*Short exercise*: Nothing but the lines from the one that contains "Point out every instance of the red heart-shaped" through the end of the listing should appear, set down exactly.
Start of Stored records
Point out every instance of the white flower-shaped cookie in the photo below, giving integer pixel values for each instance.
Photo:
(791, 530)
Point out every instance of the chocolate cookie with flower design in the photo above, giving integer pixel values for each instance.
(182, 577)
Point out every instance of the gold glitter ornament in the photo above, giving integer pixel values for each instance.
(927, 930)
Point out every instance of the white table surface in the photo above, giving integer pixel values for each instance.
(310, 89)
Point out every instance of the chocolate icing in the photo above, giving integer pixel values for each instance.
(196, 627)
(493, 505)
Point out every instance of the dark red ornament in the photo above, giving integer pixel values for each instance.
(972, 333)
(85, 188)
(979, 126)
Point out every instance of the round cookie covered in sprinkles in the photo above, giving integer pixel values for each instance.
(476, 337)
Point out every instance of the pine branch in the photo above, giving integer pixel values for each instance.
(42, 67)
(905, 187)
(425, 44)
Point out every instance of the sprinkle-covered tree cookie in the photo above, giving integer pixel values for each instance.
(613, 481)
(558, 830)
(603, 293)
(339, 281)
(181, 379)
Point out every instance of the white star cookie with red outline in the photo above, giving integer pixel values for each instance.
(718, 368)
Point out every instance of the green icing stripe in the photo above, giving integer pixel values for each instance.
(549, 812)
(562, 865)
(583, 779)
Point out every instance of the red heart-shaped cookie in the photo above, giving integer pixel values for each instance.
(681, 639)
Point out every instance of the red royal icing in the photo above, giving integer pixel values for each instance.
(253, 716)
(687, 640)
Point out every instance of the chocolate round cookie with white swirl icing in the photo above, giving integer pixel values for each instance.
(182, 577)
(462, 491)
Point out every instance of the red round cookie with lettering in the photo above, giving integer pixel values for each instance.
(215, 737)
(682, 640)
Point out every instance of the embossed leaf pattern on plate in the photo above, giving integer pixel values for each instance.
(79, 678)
End of Stored records
*Answer to the problem*:
Point out every instance of the red heart-shaped cookie in the photo above, giving integer pixel values for each instance.
(681, 639)
Point out every instance of the red royal icing in the photo above, giving integer pixel values for each instance.
(253, 716)
(687, 640)
Point out every instance of the chocolate round cookie with white swirl icing in the photo above, giving integer pixel values for each instance.
(182, 577)
(462, 491)
Point out every instance of the red round cookie with lettering in the photo above, giving integer pixel values for each instance.
(215, 737)
(682, 640)
Point out every instance of the embossed leaf pattern on plate in the photo above, giving integer pixel values for each instance.
(79, 678)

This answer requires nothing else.